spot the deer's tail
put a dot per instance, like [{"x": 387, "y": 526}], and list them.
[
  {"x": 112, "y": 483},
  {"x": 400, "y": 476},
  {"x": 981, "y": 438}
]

> **Required action**: Each entry above has to be transcribed exactly as it appears.

> **Finished exercise**:
spot the deer's tail
put a dot per instance, like [{"x": 387, "y": 526}], and list them.
[
  {"x": 112, "y": 483},
  {"x": 400, "y": 476},
  {"x": 981, "y": 438}
]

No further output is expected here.